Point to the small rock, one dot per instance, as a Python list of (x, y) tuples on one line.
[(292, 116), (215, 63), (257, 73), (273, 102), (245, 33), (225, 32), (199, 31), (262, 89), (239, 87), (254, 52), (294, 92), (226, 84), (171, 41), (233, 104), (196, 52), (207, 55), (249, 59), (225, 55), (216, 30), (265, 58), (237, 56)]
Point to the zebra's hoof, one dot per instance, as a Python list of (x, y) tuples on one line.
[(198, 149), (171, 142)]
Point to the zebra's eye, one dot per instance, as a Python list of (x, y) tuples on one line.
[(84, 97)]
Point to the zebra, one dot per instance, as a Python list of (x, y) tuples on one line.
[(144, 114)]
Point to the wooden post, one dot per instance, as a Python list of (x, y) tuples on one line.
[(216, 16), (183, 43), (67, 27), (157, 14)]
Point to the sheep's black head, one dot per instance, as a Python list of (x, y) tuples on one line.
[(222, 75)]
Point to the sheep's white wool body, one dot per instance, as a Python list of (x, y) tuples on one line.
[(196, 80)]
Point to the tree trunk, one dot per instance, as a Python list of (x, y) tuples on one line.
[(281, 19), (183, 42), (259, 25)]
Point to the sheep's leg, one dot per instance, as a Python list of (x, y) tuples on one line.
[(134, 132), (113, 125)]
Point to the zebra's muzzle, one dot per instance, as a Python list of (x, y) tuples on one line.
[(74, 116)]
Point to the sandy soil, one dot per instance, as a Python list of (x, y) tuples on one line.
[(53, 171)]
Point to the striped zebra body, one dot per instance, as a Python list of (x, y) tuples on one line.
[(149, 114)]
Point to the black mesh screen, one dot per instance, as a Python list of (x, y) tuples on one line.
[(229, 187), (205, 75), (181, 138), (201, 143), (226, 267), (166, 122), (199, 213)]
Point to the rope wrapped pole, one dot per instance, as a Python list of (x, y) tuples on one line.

####

## Your goal:
Quote all of the lines above word for word.

## Final result:
Point to the small rock, one dot per instance, as a Python list of (x, y) tuples on one line.
[(292, 116), (215, 63), (257, 73), (273, 102), (245, 33), (225, 32), (199, 31), (262, 89), (239, 87), (254, 52), (294, 92), (226, 84), (171, 41), (233, 104), (196, 52), (207, 55), (249, 59), (225, 55), (216, 30), (265, 58), (237, 56)]
Point to the zebra's hoof, one dot per instance, as a Python list of (x, y) tuples on one line.
[(198, 149), (171, 142)]
Point to the zebra's eye, one dot per instance, as a Python list of (x, y) tuples on one line.
[(84, 97)]
Point to the zebra, one dot per instance, as a Python list of (x, y) tuples on one line.
[(144, 114)]
Point to the wooden post, one dot per instance, as a Python list of (x, y) tuples on one line.
[(216, 16), (183, 43), (67, 27), (157, 14)]
Point to the sheep's black head, one dot per instance, as a Python list of (x, y) tuples on one line.
[(222, 75)]
Point to the sheep's white wool body, one dot per instance, as a Python list of (x, y) tuples on one line.
[(196, 80)]
Point to the tree trunk, one dot per instance, as a Python list of (x, y) tuples on one line.
[(281, 19), (183, 42), (259, 25)]
Point to the sheep's leg, one dot per instance, as a Python list of (x, y) tuples on one line.
[(134, 132), (113, 125)]
Point to the zebra's muzzle, one dot per instance, as a Python list of (x, y) tuples on one line.
[(74, 116)]
Point to the sandy soil, one dot per instance, as a Python list of (x, y) tuples on one line.
[(53, 171)]
Point to the striped zebra body, one dot per instance, as a Python list of (x, y) tuples on one line.
[(149, 114)]
Point to the black mesh screen, one dot per instance, as a Python list of (x, y) tuples on one line.
[(229, 187), (205, 75), (181, 138), (201, 143), (226, 267), (166, 122), (199, 213)]
Point to the rope wrapped pole, one dot per instance, as a Python list of (x, y) tuples on one line.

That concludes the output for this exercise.